* WHAT TO DO *
Copy out, word for word, the entire commit message below about four-coloring a hat tiling.

This commit is purely frivolous even by Puzzles standards, in that
it's totally unrelated to any actual puzzle. But I know at least one
person has already used the 'hat-test' tool in this code base to
generate a patch of hat tiling for decorative purposes, so it's useful
in its own right. Also, now that I've worked out _how_ to do this,
it's a shame not to keep the code.
Of course, any tiling of the plane _can_ be four-coloured, just by the
Four Colour Theorem. But for a tiling with structure it's nicer if the
colouring is related to the structure in some way. And there's a
reasonably nice explicit construction that does just that: the paper
introducing the tiling observes that if each reflected hat is fused
with a particular one of its neighbours, the resulting tiling is
graph-theoretically equivalent to a tiling of the plane by hexagons.

* DATA LINES *
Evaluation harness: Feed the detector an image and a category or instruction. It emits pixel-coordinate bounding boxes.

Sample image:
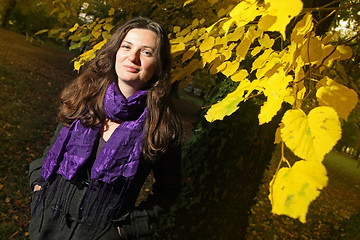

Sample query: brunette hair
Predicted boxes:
[58,17,182,160]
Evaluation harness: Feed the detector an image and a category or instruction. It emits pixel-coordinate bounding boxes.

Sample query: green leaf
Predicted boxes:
[34,29,49,36]
[205,79,250,122]
[281,106,341,162]
[269,160,328,223]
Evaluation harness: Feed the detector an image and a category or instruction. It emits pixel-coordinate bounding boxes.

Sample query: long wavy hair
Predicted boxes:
[58,17,182,160]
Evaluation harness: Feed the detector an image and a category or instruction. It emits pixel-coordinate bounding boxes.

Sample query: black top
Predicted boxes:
[29,125,181,240]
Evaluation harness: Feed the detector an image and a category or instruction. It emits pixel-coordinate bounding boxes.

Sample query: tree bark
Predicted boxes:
[1,0,16,28]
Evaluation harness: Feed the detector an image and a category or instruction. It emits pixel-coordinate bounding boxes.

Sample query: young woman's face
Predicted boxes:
[115,28,158,97]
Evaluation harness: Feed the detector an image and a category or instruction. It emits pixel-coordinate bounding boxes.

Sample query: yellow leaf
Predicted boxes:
[336,45,353,60]
[291,12,314,43]
[236,27,255,62]
[199,36,215,52]
[34,29,49,36]
[191,18,200,28]
[172,67,186,82]
[269,160,328,223]
[74,61,83,71]
[108,8,115,16]
[258,96,284,125]
[251,49,274,71]
[210,58,222,74]
[221,61,240,77]
[91,30,101,39]
[103,23,114,32]
[183,0,195,7]
[69,23,79,32]
[229,0,263,27]
[205,80,250,122]
[301,37,323,63]
[171,43,185,57]
[226,27,245,42]
[265,0,303,39]
[93,39,107,50]
[182,46,196,62]
[259,34,275,48]
[316,77,358,120]
[179,76,194,89]
[173,26,181,33]
[258,15,277,31]
[80,48,95,61]
[250,46,262,56]
[258,69,293,125]
[201,49,218,63]
[208,0,218,6]
[231,69,249,82]
[184,59,203,76]
[281,106,341,162]
[274,123,284,144]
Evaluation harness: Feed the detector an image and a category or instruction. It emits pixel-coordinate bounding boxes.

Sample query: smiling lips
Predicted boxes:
[124,65,140,73]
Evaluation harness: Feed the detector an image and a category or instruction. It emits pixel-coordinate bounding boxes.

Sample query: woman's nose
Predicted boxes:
[128,50,139,63]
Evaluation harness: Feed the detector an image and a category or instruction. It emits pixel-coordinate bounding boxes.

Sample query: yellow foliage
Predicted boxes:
[269,160,328,223]
[281,106,341,162]
[69,23,79,32]
[221,61,240,77]
[316,77,358,120]
[205,80,250,122]
[231,69,249,82]
[259,34,275,48]
[182,46,197,62]
[183,0,195,7]
[199,36,215,52]
[291,13,314,44]
[259,69,293,124]
[265,0,303,39]
[301,36,324,64]
[108,8,115,16]
[236,27,255,62]
[171,42,185,57]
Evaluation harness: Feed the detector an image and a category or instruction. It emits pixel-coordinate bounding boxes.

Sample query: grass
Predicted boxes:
[0,29,360,240]
[324,151,360,179]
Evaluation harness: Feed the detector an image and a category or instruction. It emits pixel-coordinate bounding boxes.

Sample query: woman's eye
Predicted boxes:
[121,45,130,49]
[143,50,152,56]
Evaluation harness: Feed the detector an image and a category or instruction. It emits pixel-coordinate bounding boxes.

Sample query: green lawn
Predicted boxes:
[324,151,360,180]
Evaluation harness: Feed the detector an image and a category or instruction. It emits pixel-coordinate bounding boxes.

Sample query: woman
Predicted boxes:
[29,18,181,240]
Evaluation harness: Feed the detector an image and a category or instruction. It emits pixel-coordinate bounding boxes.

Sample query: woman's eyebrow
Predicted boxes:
[123,40,155,50]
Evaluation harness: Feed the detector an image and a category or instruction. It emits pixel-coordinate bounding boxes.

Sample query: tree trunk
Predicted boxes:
[153,80,280,240]
[1,0,16,28]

* THE REPLY *
This commit is purely frivolous even by Puzzles standards, in that
it's totally unrelated to any actual puzzle. But I know at least one
person has already used the 'hat-test' tool in this code base to
generate a patch of hat tiling for decorative purposes, so it's useful
in its own right. Also, now that I've worked out _how_ to do this,
it's a shame not to keep the code.
Of course, any tiling of the plane _can_ be four-coloured, just by the
Four Colour Theorem. But for a tiling with structure it's nicer if the
colouring is related to the structure in some way. And there's a
reasonably nice explicit construction that does just that: the paper
introducing the tiling observes that if each reflected hat is fused
with a particular one of its neighbours, the resulting tiling is
graph-theoretically equivalent to a tiling of the plane by hexagons.